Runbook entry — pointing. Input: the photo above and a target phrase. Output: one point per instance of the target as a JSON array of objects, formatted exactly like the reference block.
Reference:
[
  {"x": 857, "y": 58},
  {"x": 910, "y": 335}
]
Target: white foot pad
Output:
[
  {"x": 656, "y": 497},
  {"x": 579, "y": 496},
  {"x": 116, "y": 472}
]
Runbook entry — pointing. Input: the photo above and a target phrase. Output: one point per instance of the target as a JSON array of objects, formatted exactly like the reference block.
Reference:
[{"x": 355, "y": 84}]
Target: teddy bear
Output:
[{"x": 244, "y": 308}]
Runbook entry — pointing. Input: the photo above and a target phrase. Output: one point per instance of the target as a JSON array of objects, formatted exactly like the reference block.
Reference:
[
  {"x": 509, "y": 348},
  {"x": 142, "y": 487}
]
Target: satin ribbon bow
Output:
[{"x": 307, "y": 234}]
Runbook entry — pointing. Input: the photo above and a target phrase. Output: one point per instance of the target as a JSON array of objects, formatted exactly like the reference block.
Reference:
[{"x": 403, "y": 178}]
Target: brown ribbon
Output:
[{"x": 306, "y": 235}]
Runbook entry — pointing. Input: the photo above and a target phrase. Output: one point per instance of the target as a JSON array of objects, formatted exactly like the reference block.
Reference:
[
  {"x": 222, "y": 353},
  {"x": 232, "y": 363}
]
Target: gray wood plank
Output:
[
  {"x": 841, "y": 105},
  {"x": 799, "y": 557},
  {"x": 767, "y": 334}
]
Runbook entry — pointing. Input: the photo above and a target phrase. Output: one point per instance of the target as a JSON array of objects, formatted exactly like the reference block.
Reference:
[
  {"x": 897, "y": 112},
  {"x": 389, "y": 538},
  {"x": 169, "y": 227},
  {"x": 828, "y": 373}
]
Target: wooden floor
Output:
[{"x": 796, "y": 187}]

# [What to work on]
Extract every record. Keep wording exact.

# [Expected output]
Runbook entry — pointing. Input: the photo above and a target phrase. Output: one point per instance of the target as a JSON array of objects, formatted exactly like the reference block.
Reference:
[
  {"x": 857, "y": 58},
  {"x": 910, "y": 335}
]
Target: white foot pad
Output:
[
  {"x": 656, "y": 497},
  {"x": 579, "y": 496},
  {"x": 116, "y": 472}
]
Runbook entry — pointing. Input: the photo above and a target phrase. Output: one point per instance of the target as a JSON array of objects, formatted exactly like the reference block.
Reference:
[{"x": 355, "y": 84}]
Target: teddy bear
Output:
[{"x": 244, "y": 308}]
Runbook entry — pointing. Input: the photo above and a target phrase. Output: one point per instance of the target as a JSON array of objects, formatted exactly like the reference block.
Reference:
[
  {"x": 509, "y": 348},
  {"x": 142, "y": 487}
]
Target: satin ribbon bow
Output:
[{"x": 307, "y": 234}]
Runbook entry — pointing. Input: the photo above and a target phrase. Output: one point per instance of the target as a JSON array of objects, formatted exactly like the reference block.
Reference:
[{"x": 403, "y": 178}]
Target: brown ribbon
Output:
[{"x": 306, "y": 235}]
Runbook entry — pointing. Input: the photo above and a target phrase. Output: one point per instance of the target as a JSON array of objects, formatted exactly like the reference block.
Reference:
[
  {"x": 222, "y": 353},
  {"x": 232, "y": 363}
]
Target: gray wood plank
Output:
[
  {"x": 841, "y": 105},
  {"x": 799, "y": 557},
  {"x": 767, "y": 334}
]
Runbook entry — pointing. Input: the photo above and a target phrase. Output: one point per instance of the target as a JSON array of objects, formatted exactly like the reference block.
Reference:
[
  {"x": 897, "y": 112},
  {"x": 389, "y": 538},
  {"x": 169, "y": 227},
  {"x": 828, "y": 373}
]
Target: wooden floor
Output:
[{"x": 796, "y": 187}]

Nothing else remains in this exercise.